Questions on the material:
A. According to the HPRC population descriptors text, what four components does Release II of the Pangenome Reference include?
B. Can you condense the HPRC population descriptors paragraph that begins "The goal of the Human Pangenome Reference Consortium" into a short bulleted list, keeping its main facts?
C. Pick up the HPRC population descriptors best-practices text after its final sentence and keep writing.

*** Source extract Section Begins ***

Population Descriptors
Human Pangenome Reference Consortium Population Descriptors: Best Practices
Authors: Human Pangenome Reference Consortium, Ethics, Legal and Social Implications Team
Date: 30 May 2025
Background:
The goal of the Human Pangenome Reference Consortium (HPRC) is to produce a new human genome reference that is more complete, more accurate, and better represents the broad range of human genetic variation. To do this, HPRC seeks to generate many complete high-quality phased reference genomes of genetically and biogeographically diverse individuals to create a Pangenome Reference (see Definition) containing almost all common human genetic variants. In 2023, HPRC released an initial draft version of the Pangenome Reference (Release I). In 2025, HPRC released an updated and expanded version of the Pangenome Reference (Release II) that is freely available on the internet through the HPRC data browser, AnVIL, and public nucleotide archives (INSDC). Release II includes:
- DNA sequence data of >230 samples, mostly derived from the 1000 Genomes Project, including long read (PacBio and Oxford Nanopore Technologies), proximity ligation (Dovetail Hi-C) data, and several dozen additional legacy samples with open consent
- Corresponding high-quality, phased, and near Telomere-2-Telomere assemblies
- Annotations, including gene annotations, for all samples. Gene annotations integrate full-length RNA isoform data (PacBio Kinnex); available for most, but not all, samples
- Graph-based assembly alignments that create an integrated view of the pangenome
Files supplemental to the list above are also available, including long-read methylation calls. The data produced by the HPRC are in the public domain. They are not patented nor subject to copyright, and users may not claim intellectual property on the data in part or whole.

*** Source extract Section Ends ***
*** Supplied material Section Begins ***

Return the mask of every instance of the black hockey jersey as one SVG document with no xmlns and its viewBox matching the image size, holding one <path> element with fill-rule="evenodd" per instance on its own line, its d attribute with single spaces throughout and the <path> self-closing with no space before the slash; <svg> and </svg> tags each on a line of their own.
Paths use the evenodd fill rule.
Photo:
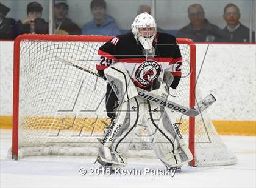
<svg viewBox="0 0 256 188">
<path fill-rule="evenodd" d="M 153 42 L 155 53 L 146 57 L 132 33 L 119 35 L 101 47 L 98 52 L 96 69 L 104 78 L 103 70 L 113 63 L 121 62 L 137 87 L 147 89 L 165 71 L 174 76 L 170 86 L 175 89 L 181 77 L 182 56 L 176 39 L 172 35 L 157 33 Z"/>
</svg>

*** Supplied material Section Ends ***

Results of the exercise:
A.
1. DNA sequence data of more than 230 samples, mostly from the 1000 Genomes Project. This includes long-read data (PacBio and Oxford Nanopore Technologies), proximity ligation data (Dovetail Hi-C), and several dozen additional legacy samples with open consent.
2. Corresponding high-quality, phased, near Telomere-2-Telomere assemblies.
3. Annotations, including gene annotations, for all samples. The gene annotations integrate full-length RNA isoform data (PacBio Kinnex), available for most but not all samples.
4. Graph-based assembly alignments that create an integrated view of the pangenome.

B.
- HPRC aims to produce a human genome reference that is more complete and more accurate and that better represents the broad range of human genetic variation.
- To do this, it generates many complete, high-quality, phased reference genomes from genetically and biogeographically diverse individuals. These form a Pangenome Reference containing almost all common human genetic variants.
- 2023: HPRC released an initial draft, Release I.
- 2025: HPRC released an updated and expanded version, Release II. It is freely available through the HPRC data browser, AnVIL, and public nucleotide archives (INSDC).

C.
Purpose:
Below outlines the HPRC’s recommended best practices for using population descriptors when analysing the HPRC Pangenome Reference. These best practices aim to promote the Pangenome Reference’s ethical, legal, and fair use, and apply to all users (see Definition).
Best Practices:
Users should refer to the NASEM report on “Using Population Descriptors in Genetics and Genomics Research” to guide the use of population descriptions in HPRC datasets.
- Users should use the report to determine whether population descriptors are essential in the research study. If population descriptors are needed, Users should avoid using continental-level labels unless carefully described and justified.
- Users should also not attempt to assign an Indigenous population descriptor to any Pangenome Reference beyond what has already been assigned through community engagement for the 1000 Genomes Project samples.
- When using 1000 Genomes or HapMap Project sample genomics data, users should follow the “Guidelines for Referring to Populations”.